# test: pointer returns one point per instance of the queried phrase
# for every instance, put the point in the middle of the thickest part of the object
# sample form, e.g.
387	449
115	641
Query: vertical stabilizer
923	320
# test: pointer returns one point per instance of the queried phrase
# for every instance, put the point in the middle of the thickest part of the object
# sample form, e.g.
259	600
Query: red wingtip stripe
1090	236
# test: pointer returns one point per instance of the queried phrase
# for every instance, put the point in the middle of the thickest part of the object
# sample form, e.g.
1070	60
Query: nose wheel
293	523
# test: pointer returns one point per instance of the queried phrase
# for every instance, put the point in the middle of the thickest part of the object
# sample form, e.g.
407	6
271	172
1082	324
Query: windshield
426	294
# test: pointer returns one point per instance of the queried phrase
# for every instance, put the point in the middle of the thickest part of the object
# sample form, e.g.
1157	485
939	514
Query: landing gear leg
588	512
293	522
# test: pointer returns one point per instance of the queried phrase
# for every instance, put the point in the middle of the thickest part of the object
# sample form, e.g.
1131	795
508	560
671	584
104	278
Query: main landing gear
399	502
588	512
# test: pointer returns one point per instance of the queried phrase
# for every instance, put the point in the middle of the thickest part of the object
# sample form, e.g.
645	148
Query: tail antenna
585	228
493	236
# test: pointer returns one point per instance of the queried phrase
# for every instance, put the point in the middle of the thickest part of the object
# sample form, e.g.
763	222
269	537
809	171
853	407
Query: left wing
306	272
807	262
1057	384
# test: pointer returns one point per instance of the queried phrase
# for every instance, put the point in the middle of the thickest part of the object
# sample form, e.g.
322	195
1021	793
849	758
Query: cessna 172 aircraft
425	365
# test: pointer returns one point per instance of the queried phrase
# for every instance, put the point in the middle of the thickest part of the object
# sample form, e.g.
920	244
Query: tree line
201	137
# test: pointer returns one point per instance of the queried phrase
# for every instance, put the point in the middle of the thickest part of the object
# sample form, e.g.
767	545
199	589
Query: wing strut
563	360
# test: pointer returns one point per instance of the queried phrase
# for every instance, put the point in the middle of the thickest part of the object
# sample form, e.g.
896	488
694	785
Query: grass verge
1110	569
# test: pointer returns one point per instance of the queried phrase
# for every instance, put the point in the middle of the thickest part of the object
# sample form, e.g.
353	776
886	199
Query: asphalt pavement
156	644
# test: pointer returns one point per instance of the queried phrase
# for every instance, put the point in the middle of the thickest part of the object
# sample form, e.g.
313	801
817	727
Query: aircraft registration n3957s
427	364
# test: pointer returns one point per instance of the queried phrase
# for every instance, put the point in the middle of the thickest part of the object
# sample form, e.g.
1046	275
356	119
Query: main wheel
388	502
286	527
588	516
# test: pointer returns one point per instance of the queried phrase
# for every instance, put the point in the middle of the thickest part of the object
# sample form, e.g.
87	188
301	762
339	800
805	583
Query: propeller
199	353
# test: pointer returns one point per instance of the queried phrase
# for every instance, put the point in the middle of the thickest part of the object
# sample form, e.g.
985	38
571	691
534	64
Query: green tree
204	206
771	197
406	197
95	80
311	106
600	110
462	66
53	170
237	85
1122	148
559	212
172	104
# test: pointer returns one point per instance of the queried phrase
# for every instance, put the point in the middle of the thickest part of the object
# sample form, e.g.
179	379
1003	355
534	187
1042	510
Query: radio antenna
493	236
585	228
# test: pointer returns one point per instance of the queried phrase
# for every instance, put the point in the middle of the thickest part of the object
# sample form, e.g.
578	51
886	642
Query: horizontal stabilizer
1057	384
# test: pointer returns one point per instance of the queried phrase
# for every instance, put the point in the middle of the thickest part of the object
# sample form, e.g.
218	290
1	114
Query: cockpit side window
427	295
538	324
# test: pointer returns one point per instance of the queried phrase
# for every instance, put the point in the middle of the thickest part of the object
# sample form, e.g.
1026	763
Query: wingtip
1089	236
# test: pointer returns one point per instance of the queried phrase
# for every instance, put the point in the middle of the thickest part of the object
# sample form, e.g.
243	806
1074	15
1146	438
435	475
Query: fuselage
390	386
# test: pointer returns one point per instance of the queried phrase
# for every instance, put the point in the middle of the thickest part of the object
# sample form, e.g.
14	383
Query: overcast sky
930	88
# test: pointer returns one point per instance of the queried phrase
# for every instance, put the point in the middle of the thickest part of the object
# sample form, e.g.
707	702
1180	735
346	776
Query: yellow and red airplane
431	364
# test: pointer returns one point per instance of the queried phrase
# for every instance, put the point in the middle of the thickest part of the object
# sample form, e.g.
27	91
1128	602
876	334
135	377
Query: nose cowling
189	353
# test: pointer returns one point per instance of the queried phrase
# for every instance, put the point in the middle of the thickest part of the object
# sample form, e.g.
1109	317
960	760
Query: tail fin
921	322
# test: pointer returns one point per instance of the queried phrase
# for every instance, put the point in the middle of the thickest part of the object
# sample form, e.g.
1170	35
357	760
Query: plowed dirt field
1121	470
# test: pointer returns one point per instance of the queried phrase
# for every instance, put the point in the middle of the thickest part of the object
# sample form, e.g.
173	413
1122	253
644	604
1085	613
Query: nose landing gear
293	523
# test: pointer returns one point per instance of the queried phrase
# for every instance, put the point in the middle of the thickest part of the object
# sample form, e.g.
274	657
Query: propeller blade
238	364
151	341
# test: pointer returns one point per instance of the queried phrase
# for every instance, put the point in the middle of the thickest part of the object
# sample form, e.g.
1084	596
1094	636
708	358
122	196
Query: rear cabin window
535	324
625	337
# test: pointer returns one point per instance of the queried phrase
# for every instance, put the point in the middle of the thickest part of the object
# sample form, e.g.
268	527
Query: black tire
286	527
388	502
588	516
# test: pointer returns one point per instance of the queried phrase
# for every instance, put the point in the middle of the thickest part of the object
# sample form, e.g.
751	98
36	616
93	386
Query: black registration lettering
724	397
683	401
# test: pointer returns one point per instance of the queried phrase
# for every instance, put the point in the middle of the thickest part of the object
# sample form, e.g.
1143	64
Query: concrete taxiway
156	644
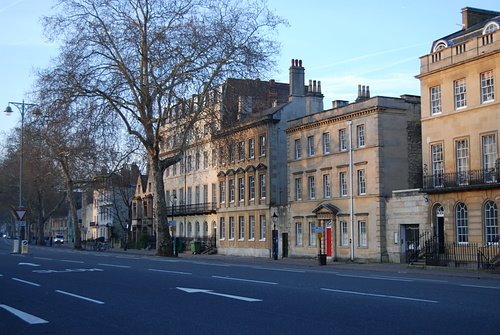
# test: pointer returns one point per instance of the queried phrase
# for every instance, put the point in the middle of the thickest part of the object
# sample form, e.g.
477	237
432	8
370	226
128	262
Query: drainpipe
351	187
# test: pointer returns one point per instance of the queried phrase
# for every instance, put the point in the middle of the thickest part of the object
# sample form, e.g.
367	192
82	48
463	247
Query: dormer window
490	27
440	45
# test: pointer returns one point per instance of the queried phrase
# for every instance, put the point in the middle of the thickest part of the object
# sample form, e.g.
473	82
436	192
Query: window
360	132
214	194
262	145
342	140
205	194
489	152
460	93
326	143
435	95
437	164
189	196
251	227
222	192
231	152
231	190
197	195
491	222
298	188
214	157
262	185
222	228
312	234
327	188
251	148
241	188
231	227
298	149
461	223
344	237
262	227
487	87
241	227
310	146
197	162
343	184
311	181
361	182
251	187
362	238
205	160
462	159
241	150
298	234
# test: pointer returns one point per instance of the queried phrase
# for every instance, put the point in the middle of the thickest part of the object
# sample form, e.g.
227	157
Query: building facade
232	178
343	165
460	129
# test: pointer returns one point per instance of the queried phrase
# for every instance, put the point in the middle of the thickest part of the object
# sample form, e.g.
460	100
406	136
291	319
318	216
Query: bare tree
141	57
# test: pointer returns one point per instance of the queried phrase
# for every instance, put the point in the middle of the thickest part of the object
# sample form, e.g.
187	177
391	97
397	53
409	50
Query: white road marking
482	286
174	272
25	281
246	280
380	295
80	297
31	319
115	265
277	269
376	277
29	264
230	296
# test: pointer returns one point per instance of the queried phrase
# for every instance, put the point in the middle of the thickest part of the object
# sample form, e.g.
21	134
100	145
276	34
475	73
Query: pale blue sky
341	43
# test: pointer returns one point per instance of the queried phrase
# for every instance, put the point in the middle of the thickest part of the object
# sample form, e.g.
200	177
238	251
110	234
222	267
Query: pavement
396	268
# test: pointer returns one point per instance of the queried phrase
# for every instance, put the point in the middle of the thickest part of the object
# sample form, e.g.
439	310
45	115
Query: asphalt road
62	291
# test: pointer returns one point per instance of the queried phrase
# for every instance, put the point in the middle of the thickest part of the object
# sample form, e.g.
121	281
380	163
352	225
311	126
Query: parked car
59	239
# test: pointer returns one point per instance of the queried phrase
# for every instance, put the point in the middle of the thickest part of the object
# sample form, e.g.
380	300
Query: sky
341	43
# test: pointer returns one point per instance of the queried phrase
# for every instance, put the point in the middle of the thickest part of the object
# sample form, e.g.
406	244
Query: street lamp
173	227
21	106
275	236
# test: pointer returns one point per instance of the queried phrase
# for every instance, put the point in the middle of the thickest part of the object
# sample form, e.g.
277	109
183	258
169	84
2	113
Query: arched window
461	223
490	27
490	222
440	45
197	229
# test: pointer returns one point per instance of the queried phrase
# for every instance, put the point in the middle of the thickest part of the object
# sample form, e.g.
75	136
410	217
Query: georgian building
343	164
232	178
460	129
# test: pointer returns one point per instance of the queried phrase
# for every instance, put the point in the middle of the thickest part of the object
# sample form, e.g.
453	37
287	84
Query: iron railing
462	179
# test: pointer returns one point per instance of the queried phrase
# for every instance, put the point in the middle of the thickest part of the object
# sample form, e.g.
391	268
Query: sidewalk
396	268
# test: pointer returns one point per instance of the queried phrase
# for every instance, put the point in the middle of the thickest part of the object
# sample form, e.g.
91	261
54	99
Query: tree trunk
163	239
***
Work to be completed: Extract each line from the entries above that contains the word "landing", treating uppercase and lowercase letters as different.

Correct answer:
Query: landing gear leg
Query: main landing gear
Query: nose landing gear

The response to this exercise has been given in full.